Item 3.  Incorporation of Documents By Reference.

         The Registrant (also referred to herein as the "Company") hereby
incorporates by reference into this Registration Statement the following
documents:

         (a)     The Registrant's Annual Report on Form 10-K for the year ended
December 31, 1995.

         (b)     All other reports, if any, filed by the Registrant pursuant to
Sections 13(a) or 15(d) of the Securities Exchange Act of 1934 (the "Exchange
Act") since March 31, 1996.

         (c)     The description of the Registrant's Common Stock, $.01 par
value, set forth in the Company's Registration Statement on Form 8-A dated
August 16, 1995 ("Common Stock").

         All documents filed by the Registrant with the Commission after the
date of this Registration Statement under Sections 13(a), 13(c), 14 and 15(d)

## Required actions
[1] Could you quote the records word for word, everything from the line containing "Q: For every instance of the light" down to the line containing "x=406, y=194"?
[2] Can you continue the registration statement text on incorporating documents by reference from its final line?

## Data records
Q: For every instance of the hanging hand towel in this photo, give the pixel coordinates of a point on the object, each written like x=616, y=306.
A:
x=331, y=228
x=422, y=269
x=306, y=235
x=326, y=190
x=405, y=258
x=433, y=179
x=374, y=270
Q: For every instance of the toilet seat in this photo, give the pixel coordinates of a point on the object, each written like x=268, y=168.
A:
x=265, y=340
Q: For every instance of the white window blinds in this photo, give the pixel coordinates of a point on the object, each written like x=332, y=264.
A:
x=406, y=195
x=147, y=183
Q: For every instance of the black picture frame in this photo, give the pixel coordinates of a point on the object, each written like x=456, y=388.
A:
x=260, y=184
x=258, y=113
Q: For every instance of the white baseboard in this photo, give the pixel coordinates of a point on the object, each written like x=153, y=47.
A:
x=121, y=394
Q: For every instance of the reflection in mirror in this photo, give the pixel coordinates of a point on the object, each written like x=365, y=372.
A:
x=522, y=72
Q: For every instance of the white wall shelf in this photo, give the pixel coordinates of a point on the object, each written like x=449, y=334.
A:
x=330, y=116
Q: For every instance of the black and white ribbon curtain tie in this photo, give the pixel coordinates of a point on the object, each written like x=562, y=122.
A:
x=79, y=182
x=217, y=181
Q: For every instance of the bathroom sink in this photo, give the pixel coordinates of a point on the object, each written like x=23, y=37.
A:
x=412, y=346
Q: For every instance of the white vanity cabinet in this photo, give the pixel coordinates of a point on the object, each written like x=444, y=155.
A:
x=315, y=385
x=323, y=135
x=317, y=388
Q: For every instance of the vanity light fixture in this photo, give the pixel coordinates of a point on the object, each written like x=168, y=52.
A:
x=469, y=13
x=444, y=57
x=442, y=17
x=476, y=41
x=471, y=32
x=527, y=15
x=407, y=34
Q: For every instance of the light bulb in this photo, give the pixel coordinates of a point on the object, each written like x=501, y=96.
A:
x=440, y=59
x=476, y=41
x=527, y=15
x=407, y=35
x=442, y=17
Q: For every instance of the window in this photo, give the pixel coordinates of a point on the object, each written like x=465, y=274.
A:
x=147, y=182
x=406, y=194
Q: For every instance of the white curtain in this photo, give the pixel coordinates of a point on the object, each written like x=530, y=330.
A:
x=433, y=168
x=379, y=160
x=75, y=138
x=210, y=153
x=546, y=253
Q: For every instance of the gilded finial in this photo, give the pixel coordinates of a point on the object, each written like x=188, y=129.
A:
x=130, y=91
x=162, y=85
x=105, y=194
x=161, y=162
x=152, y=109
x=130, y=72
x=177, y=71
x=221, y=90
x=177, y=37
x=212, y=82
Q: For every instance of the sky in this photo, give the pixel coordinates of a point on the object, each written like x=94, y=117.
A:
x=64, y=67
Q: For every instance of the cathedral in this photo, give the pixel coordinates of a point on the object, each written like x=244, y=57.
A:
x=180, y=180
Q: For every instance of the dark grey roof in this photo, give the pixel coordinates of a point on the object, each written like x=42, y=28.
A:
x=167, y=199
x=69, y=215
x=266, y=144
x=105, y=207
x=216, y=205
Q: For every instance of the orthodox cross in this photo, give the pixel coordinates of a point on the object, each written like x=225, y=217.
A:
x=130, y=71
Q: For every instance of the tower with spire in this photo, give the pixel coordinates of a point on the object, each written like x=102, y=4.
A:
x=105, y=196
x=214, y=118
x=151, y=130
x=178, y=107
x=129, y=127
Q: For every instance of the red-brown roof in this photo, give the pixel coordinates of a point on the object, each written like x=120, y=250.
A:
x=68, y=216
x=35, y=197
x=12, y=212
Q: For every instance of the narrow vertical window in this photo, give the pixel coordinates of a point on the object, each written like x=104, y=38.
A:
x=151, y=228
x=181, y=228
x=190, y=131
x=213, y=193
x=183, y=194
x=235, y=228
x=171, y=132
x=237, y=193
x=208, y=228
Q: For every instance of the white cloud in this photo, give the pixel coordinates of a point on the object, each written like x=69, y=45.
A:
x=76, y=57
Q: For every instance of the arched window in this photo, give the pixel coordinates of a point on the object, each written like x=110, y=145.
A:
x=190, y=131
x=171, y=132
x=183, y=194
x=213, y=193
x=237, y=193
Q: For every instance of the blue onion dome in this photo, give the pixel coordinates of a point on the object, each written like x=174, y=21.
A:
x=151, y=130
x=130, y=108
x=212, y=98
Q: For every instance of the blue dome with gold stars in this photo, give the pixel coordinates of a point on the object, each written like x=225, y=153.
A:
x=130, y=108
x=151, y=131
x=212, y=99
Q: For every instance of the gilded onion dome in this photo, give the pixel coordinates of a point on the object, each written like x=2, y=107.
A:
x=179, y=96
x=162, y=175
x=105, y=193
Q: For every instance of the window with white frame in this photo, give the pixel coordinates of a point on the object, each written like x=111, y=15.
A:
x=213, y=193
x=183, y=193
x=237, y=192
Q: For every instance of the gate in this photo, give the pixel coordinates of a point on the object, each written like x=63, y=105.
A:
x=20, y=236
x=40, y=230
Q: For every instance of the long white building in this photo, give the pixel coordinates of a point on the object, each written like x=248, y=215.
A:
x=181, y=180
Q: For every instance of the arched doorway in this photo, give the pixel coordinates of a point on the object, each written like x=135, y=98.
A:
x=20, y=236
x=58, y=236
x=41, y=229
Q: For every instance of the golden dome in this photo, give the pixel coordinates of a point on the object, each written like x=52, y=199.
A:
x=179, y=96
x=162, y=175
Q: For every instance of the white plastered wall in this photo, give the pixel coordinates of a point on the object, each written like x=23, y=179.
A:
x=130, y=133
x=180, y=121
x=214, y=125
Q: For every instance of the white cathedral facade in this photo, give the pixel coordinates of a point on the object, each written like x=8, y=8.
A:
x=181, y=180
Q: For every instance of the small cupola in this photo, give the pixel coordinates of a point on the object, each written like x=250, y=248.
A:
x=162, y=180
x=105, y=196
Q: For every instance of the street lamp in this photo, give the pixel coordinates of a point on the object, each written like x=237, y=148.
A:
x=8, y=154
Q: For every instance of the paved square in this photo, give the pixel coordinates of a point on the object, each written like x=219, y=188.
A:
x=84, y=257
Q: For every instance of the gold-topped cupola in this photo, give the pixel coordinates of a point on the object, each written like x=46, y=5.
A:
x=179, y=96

## Per-task outputs
[1]
Q: For every instance of the light bulb in this photo, give the pixel coordinates of a point on the object, each written like x=501, y=96.
A:
x=440, y=59
x=476, y=41
x=527, y=15
x=407, y=35
x=442, y=17
Q: For every instance of the window in this photo, give the pixel coordinates of a point on the object, each written like x=465, y=274.
A:
x=147, y=182
x=406, y=194

[2]
of the Exchange Act, and before the filing of a post-effective amendment which
indicates that all securities offered hereunder have been sold or which
deregisters all securities then remaining unsold, will be deemed to be
incorporated by reference into this Registration Statement and to be a part
hereof from the date of filing of such documents.  Any statement contained
herein or in a document incorporated or deemed to be incorporated by reference
herein shall be deemed to be modified or misrepresented for purposes of this
Prospectus to the extent that a statement contained herein (with respect to a
statement contained in a document incorporated by reference herein) or in any
subsequently filed document which also is incorporated or deemed to be
incorporated by reference herein modifies or supersedes such statement.  Any
such statement so modified or superseded shall not be deemed, except as so
modified or superseded, to constitute a part of this Prospectus.

Item 4.  Description of Securities.

         Not Applicable.

Item 5.  Interests of Named Experts and Counsel.

         Not Applicable.

Item 6.  Indemnification of Directors and Officers.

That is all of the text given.